SOURCE EXCERPT.
+ + +

Recently Pat Snyder has come under fire for saying that his comments and outlandish, extreme behavior on his radio show was for entertainment only, that it was not necessarily indicative of who he is as a candidate or as a person.

I think the encompassing and most important theme in this argument is the duality of personalities and what it means for trustworthiness. We are held accountable for what we say outloud and online. People remember. Extreme viewpoints are extreme, and they don’t speak to Middle America, and they don’t bode well for bipartisan effectiveness. Some savvy politicians have been able to bring forth change by crossing the aisle and cosponsoring bills with “the enemy.” But Pat Snyder is the shock jock of conservative radio in Central Wisconsin. People probably wouldn’t elect Howard Stern because, while he is very entertaining in an escapist sort of way, he doesn’t seem level headed enough to actually serve 100% of the population with aplomb and grace. Any sort of shock jock radio is escapist, and it feeds to our desires for the extreme, in the same way that we’re not angry people by nature, but road rage is a release or a night of binge drinking seems like a good idea at the time. A vote for Pat Snyder is not a “center” kind of vote, and I don’t think he can actually claim to be.

+ + +

TO BE DONE.
1/ Reproduce the commentary on Pat Snyder word for word, starting with "Recently Pat Snyder" and going on through "as a person.".
2/ Identify each line in the records below that contains the word "gray", and copy every such line in full.

INFORMATION GIVEN.
+ + +

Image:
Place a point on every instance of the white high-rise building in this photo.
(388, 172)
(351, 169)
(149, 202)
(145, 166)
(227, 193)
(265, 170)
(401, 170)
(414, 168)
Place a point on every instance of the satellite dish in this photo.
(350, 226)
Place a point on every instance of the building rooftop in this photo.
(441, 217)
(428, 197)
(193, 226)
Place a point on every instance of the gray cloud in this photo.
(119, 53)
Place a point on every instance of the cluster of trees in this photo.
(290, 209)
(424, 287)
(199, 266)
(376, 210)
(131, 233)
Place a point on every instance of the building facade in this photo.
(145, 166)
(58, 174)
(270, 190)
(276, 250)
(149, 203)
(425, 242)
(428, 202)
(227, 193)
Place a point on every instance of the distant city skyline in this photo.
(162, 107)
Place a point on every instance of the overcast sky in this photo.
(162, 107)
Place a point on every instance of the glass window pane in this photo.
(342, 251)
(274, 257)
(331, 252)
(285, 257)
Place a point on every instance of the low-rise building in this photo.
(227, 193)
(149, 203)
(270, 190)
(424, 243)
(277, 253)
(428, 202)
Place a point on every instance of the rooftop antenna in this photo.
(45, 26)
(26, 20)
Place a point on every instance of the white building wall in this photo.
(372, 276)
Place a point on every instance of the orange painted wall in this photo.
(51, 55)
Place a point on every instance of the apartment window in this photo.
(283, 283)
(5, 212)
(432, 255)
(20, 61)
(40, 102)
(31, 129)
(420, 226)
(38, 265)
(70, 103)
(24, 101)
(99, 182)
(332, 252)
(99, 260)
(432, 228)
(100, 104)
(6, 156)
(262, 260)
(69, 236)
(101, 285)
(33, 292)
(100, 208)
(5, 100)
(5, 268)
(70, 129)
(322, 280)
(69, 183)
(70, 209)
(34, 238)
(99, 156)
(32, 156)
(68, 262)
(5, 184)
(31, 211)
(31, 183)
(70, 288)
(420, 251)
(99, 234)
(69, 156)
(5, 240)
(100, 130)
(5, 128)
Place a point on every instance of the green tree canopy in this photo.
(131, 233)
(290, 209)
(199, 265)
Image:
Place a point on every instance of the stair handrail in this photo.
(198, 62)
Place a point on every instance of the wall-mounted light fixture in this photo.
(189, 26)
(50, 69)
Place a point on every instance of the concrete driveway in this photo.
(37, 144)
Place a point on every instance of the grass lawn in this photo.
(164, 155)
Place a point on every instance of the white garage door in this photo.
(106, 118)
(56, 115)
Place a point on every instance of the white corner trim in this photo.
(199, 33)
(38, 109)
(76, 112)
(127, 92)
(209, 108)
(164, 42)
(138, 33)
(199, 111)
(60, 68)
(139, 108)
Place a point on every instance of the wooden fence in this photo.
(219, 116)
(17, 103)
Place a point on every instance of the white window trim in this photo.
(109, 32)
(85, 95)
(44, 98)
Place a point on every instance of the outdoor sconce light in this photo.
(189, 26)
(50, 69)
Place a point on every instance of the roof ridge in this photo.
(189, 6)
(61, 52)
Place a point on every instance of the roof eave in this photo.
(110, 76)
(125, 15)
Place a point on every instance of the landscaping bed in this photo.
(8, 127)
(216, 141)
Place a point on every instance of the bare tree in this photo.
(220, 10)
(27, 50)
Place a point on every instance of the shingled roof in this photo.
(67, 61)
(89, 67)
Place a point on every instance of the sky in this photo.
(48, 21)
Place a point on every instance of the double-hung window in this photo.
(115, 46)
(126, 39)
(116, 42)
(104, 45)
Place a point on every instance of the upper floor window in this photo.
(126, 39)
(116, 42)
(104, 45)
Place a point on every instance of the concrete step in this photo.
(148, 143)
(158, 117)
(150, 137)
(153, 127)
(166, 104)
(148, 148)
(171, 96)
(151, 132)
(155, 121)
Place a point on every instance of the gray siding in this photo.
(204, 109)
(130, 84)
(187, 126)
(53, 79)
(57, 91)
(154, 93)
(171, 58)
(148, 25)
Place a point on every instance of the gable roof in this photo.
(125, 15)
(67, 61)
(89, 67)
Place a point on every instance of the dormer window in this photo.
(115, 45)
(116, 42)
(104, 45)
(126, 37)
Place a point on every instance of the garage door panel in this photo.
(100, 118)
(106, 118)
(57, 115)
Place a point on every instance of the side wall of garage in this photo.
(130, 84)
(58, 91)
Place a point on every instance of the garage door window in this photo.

+ + +

OUTPUTS IN ORDER.
1/
Recently Pat Snyder has come under fire for saying that his comments and outlandish, extreme behavior on his radio show was for entertainment only, that it was not necessarily indicative of who he is as a candidate or as a person.

2/
Place a point on every instance of the gray cloud in this photo.
Place a point on every instance of the gray siding in this photo.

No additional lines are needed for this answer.